Find every line of the data below that has "trousers" in it. Reply with the number only.

RECORDS FOR THE TASK:
----

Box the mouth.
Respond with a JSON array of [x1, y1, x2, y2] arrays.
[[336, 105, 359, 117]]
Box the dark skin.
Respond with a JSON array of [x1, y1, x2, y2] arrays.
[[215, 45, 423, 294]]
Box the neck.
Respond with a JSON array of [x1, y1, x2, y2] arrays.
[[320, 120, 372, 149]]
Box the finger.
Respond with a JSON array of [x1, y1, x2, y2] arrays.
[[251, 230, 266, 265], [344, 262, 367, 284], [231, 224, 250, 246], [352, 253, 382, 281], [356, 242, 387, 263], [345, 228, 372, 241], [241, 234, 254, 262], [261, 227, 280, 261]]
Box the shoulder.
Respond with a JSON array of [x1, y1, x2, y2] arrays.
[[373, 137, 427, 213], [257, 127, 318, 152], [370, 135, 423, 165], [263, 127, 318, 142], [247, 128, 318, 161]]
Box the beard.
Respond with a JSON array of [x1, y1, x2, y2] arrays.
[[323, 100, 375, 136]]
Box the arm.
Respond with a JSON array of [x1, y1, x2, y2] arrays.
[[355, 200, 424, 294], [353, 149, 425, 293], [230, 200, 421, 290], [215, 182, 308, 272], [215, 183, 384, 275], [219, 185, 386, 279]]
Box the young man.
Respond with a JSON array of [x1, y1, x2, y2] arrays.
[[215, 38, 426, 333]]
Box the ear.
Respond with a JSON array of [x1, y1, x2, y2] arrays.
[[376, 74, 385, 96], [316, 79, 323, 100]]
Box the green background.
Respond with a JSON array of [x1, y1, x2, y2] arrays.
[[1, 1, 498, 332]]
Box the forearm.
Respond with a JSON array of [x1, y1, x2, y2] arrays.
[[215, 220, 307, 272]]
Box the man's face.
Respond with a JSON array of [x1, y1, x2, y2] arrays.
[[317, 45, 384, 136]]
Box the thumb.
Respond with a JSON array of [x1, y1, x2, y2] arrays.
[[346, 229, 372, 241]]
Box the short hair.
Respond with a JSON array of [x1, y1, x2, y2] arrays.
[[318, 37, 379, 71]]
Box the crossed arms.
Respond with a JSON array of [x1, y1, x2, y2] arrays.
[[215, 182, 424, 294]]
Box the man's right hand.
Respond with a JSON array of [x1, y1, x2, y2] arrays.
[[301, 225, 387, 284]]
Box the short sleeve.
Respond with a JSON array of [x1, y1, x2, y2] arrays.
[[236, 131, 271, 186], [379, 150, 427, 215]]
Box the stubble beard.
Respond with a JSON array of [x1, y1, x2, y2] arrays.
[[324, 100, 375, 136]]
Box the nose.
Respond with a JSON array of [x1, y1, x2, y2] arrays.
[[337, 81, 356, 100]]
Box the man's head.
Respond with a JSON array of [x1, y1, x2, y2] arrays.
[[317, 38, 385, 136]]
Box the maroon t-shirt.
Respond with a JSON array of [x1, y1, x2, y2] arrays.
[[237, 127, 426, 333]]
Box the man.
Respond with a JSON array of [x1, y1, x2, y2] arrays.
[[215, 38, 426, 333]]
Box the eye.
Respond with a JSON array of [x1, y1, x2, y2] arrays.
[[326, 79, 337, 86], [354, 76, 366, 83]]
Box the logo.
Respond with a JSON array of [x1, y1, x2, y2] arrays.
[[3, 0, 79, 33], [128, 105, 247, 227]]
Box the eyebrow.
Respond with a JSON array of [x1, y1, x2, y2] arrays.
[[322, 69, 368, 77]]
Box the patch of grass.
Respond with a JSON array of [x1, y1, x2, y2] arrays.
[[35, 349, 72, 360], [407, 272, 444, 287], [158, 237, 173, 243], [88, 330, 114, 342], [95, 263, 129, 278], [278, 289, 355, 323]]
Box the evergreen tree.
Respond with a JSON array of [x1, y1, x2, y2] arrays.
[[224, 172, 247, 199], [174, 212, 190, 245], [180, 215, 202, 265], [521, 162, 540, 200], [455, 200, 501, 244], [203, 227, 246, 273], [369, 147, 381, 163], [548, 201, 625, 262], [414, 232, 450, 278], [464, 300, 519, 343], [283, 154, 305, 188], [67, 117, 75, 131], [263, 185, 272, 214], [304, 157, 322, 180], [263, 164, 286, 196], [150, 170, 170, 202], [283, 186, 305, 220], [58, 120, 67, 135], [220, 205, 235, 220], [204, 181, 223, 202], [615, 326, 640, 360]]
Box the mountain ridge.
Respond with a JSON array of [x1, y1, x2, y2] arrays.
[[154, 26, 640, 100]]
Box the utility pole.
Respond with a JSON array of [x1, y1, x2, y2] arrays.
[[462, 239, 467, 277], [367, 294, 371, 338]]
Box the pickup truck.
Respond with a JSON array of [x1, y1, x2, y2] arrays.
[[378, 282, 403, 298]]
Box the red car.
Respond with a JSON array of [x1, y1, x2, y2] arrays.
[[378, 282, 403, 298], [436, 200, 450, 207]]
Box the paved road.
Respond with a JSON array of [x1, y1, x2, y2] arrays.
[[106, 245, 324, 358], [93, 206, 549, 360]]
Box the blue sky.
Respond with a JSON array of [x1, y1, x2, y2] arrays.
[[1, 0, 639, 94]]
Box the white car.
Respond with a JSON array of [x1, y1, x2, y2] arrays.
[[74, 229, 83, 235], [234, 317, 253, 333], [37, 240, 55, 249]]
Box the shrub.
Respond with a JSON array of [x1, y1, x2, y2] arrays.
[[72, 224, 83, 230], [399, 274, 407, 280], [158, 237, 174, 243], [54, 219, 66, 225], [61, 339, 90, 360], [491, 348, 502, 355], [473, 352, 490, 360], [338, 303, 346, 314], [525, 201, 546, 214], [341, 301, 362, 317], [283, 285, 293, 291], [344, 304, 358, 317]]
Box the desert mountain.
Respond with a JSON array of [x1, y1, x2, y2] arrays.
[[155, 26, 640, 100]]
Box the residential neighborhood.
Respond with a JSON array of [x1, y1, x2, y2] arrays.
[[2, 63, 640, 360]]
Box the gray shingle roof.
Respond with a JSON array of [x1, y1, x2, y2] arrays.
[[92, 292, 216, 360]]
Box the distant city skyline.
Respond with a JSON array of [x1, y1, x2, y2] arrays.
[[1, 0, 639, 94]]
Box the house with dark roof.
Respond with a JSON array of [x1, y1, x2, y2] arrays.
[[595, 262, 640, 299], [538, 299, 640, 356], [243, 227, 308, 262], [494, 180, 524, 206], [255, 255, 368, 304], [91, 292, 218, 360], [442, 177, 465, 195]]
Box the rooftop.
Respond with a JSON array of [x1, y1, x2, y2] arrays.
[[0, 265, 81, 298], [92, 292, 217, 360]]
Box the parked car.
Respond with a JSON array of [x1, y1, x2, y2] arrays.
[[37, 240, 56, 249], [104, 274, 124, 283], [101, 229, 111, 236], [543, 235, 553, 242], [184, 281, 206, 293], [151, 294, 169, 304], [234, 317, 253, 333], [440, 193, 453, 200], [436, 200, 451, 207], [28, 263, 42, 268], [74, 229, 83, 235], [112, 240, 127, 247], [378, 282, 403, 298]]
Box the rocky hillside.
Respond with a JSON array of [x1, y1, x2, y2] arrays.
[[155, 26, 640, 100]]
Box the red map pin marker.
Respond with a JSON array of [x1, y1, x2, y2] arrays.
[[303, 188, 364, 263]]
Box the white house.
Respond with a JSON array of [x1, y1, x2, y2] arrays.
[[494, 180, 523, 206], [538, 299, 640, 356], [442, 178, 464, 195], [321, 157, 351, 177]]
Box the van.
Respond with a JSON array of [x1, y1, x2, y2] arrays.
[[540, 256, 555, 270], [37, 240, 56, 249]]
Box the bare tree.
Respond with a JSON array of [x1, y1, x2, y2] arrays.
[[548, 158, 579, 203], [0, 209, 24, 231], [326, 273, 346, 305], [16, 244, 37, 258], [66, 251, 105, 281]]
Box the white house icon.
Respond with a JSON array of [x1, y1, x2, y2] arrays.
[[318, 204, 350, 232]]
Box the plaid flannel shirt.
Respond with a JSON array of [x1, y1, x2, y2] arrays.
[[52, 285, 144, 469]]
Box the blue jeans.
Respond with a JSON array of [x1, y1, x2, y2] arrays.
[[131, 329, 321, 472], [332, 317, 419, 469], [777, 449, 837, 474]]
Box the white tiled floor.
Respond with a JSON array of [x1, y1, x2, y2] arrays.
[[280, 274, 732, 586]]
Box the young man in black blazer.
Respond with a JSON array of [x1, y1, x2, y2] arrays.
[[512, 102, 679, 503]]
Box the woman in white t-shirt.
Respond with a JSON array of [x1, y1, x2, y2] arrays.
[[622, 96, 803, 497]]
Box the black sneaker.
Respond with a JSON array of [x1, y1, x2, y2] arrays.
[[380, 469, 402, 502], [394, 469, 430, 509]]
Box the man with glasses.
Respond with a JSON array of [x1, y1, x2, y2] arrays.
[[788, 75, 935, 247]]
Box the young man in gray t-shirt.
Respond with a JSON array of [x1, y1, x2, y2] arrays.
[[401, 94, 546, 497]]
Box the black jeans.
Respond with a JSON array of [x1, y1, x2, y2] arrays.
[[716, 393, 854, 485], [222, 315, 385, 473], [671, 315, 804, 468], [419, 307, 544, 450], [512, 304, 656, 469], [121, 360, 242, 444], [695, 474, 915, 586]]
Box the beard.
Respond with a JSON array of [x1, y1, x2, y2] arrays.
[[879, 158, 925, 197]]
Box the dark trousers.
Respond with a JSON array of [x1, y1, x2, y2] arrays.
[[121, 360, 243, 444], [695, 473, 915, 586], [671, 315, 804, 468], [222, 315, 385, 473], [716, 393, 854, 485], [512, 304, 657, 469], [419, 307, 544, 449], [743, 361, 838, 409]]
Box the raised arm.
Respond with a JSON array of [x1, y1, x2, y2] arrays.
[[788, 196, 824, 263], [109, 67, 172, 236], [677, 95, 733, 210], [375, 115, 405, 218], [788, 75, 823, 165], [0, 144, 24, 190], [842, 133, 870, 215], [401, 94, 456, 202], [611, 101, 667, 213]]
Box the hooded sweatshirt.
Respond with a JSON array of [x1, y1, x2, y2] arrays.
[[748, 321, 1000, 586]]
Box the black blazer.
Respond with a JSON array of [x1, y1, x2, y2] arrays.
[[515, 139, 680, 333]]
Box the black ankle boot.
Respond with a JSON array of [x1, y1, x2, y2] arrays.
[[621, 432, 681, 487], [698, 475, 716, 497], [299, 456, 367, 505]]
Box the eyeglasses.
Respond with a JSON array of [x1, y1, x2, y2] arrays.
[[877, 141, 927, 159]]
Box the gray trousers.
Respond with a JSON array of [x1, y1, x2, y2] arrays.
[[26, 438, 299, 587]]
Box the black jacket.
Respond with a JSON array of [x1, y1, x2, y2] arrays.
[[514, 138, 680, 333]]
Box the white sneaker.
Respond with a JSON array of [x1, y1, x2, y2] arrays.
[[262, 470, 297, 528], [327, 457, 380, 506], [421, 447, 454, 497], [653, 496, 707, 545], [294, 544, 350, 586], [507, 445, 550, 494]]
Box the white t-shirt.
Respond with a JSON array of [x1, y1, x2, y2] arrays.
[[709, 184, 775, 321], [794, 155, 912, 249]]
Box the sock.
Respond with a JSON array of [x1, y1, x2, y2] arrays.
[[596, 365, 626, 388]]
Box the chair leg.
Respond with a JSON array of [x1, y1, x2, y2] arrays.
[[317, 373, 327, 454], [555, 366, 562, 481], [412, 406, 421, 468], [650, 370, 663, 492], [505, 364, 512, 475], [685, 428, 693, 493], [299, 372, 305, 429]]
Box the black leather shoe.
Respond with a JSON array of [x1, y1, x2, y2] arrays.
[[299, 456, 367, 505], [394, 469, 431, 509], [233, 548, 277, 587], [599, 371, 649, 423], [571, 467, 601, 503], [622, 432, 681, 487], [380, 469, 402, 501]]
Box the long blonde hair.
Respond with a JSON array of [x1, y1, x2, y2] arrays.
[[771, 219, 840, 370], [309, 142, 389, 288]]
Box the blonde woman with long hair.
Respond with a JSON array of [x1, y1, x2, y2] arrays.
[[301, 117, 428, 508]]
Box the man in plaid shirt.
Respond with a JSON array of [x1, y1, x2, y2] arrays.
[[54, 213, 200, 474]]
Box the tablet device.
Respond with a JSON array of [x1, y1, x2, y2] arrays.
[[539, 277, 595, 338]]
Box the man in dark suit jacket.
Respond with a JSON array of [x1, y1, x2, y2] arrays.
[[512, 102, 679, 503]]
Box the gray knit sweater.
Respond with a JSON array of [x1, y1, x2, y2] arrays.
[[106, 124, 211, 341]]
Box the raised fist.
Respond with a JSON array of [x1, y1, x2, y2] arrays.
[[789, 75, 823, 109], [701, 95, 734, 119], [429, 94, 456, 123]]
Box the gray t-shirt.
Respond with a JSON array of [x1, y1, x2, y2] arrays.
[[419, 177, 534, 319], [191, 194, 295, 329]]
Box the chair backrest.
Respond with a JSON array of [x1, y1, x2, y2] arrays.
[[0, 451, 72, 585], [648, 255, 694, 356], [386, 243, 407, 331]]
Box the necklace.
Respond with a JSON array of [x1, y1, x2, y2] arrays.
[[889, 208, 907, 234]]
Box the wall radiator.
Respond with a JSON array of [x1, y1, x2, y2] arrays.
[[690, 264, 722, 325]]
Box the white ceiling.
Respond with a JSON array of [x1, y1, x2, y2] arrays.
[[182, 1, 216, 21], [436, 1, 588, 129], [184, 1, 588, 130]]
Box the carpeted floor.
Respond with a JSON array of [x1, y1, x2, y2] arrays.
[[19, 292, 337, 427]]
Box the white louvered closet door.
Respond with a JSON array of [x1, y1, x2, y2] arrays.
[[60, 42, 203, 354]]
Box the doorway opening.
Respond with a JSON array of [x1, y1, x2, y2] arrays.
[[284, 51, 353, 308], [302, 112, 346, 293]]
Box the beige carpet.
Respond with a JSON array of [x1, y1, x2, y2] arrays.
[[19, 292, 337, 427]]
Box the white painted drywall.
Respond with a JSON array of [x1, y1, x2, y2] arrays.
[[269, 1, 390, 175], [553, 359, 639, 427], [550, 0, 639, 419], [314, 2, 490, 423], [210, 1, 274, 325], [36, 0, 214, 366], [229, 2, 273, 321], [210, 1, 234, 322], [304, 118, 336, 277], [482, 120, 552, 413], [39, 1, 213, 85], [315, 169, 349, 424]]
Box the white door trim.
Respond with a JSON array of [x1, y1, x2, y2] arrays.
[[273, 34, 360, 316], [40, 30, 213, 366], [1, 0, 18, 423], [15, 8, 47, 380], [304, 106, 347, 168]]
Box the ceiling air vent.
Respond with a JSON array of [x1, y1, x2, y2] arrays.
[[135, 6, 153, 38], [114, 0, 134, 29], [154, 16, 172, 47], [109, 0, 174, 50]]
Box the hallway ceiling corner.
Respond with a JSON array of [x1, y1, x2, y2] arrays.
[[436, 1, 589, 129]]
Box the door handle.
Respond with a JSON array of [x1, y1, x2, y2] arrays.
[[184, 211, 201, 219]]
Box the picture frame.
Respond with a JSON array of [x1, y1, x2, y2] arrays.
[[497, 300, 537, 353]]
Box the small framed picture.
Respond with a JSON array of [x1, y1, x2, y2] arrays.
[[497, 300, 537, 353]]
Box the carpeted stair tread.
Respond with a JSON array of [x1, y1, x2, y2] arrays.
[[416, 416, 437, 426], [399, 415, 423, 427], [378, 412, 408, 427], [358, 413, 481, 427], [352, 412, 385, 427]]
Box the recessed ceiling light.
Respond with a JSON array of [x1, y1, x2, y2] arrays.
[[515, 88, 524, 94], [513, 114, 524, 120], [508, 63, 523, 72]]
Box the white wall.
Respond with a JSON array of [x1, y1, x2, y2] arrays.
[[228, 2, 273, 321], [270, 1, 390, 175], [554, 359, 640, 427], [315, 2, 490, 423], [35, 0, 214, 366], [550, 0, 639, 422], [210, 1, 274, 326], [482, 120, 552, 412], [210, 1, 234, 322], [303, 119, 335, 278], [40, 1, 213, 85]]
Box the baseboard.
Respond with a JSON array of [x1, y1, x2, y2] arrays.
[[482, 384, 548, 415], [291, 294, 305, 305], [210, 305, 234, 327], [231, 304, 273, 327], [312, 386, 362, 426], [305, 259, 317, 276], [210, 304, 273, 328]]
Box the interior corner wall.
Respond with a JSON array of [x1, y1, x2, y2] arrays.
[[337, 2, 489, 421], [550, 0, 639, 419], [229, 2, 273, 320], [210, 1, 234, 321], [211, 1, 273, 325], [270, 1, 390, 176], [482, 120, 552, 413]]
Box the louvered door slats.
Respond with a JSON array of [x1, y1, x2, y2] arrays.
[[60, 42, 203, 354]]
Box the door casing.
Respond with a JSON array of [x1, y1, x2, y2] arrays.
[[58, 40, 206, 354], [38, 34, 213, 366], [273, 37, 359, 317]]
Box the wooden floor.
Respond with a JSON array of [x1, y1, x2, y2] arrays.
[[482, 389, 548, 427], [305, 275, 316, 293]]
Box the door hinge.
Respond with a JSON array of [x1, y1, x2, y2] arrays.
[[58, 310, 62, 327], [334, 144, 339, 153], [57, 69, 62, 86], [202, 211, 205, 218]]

----

TASK RESULT:
2